_Required action_.
Restate each entry below exactly; pictures stay out of the copy.

### Data for processing ###

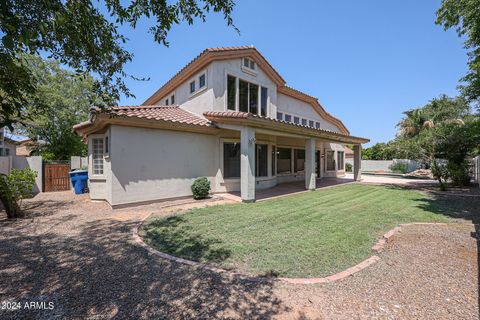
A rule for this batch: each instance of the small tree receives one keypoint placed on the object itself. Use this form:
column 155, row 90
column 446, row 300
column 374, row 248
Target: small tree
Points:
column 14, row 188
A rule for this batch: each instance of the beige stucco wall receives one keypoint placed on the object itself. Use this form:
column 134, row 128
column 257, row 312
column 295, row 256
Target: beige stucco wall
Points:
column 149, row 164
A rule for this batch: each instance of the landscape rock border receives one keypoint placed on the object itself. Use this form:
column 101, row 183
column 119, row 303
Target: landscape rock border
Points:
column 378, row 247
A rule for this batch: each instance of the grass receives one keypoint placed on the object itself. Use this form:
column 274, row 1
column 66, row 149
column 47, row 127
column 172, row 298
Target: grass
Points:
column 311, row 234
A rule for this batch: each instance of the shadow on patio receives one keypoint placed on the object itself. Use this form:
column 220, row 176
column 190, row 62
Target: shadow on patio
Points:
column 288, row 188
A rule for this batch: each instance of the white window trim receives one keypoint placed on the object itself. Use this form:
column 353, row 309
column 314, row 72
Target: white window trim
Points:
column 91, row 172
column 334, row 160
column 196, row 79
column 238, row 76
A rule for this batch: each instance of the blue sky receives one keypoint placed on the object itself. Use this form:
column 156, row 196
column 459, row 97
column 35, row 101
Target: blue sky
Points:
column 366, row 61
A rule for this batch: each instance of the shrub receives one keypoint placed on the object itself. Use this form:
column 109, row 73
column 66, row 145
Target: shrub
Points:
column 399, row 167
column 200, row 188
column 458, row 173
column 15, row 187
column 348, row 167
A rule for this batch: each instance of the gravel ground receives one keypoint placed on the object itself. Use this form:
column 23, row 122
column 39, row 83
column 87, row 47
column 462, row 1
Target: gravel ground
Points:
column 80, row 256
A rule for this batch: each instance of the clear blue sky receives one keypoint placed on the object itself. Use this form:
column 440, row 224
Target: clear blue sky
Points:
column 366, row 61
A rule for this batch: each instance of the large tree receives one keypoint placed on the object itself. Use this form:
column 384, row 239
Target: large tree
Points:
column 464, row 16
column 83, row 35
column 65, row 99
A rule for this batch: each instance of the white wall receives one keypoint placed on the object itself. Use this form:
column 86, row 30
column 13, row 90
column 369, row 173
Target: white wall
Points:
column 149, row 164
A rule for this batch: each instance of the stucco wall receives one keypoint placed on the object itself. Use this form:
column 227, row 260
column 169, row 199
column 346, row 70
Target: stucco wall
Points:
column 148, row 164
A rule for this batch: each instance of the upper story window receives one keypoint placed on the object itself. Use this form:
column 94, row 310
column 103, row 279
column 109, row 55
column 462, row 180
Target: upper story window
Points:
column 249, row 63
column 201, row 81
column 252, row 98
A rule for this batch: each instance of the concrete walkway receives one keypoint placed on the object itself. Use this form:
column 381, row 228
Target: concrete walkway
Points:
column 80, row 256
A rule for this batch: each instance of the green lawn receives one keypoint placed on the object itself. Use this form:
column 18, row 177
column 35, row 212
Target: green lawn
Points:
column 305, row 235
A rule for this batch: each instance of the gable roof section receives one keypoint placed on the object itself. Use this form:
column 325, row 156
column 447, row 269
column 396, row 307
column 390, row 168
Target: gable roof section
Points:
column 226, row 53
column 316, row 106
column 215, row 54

###

_Reply to the exercise_.
A rule for this batch: each instance of the small tree receives one keypoint placed on the object itself. Use this form:
column 155, row 90
column 446, row 300
column 374, row 248
Target: small tree
Points:
column 14, row 188
A rule for this batch: each instance of the beige stucco wall receives one keypoint placed on the object itself. Use this form:
column 134, row 128
column 257, row 312
column 295, row 256
Target: beige stucco wall
Points:
column 149, row 164
A rule for this batch: each instance of the landscape rock border receives one keypoint placed on the object itself. Use this form:
column 101, row 183
column 119, row 303
Target: landscape rock border
Points:
column 378, row 247
A rule for this batch: each instance of the grass receives one keypoint placed on the object itself. Use this form:
column 274, row 1
column 66, row 149
column 47, row 127
column 172, row 298
Target: grass
Points:
column 311, row 234
A rule for this batch: each instance of the shadow on patio receives one keypoint placed on the object itself. Use this form:
column 220, row 176
column 190, row 62
Target: shadow on patio
Points:
column 288, row 188
A rule for this batch: each instance of the white window trim receives one keypoint placed on the object itself. Use this form:
column 353, row 309
column 314, row 72
Target: white window trim
Points:
column 91, row 172
column 334, row 160
column 196, row 79
column 238, row 76
A rule for this batch: each instance of the blue sky receives one keypoint placed on the object itself. Use this form:
column 156, row 196
column 459, row 97
column 35, row 101
Target: blue sky
Points:
column 366, row 61
A rule for this batch: each instance of the shrub receives one keypoint placed on the object itself. Use this form:
column 109, row 73
column 66, row 145
Target: shrub
Points:
column 399, row 167
column 200, row 188
column 458, row 173
column 15, row 187
column 348, row 167
A rule for this batch: each instance of the gravel ground receives one keypoint placed on the object itself. Use this form:
column 23, row 122
column 39, row 83
column 87, row 47
column 462, row 1
Target: gravel ground
Points:
column 80, row 256
A rule for this batch: each instance of the clear blue sky receives one keypoint placed on the object itself. Use this form:
column 440, row 224
Target: clear blue sky
Points:
column 366, row 61
A rule for this batch: each instance of the large tree receives one keypoint placed on the object itself. Use this form:
column 384, row 239
Target: large tree
Points:
column 464, row 16
column 83, row 35
column 65, row 99
A rule for this batch: each instance of the white wall receives one keypoint placed on the object itself. Use this form:
column 86, row 30
column 13, row 90
column 369, row 173
Target: white wall
Points:
column 149, row 164
A rule for this batch: each instance of the stucco wall receives one keypoint placed on the object itself. Use this form:
column 227, row 260
column 169, row 199
column 346, row 70
Target: stucco wall
Points:
column 148, row 164
A rule for this batch: each instance of the upper story window receives one keypoint placed on the object itself. Use this form:
column 94, row 310
column 103, row 279
column 109, row 55
column 462, row 180
Target: upper story window
Points:
column 249, row 63
column 201, row 81
column 252, row 98
A rule for this batch: each instance of the concrete walkway receives one keypoint placed on the object itself. Use this form:
column 381, row 228
Target: concrete walkway
Points:
column 80, row 256
A rule for this batch: each instance of the green lawn receives one keypoint placed on the object itself. Use this form:
column 18, row 177
column 35, row 212
Target: green lawn
Points:
column 305, row 235
A rule for this batch: each instance of the gable roof section receives one keypoint placed on the object itself. Use this form:
column 325, row 156
column 447, row 269
column 396, row 307
column 390, row 168
Target: gable roof section
Points:
column 226, row 53
column 316, row 106
column 215, row 54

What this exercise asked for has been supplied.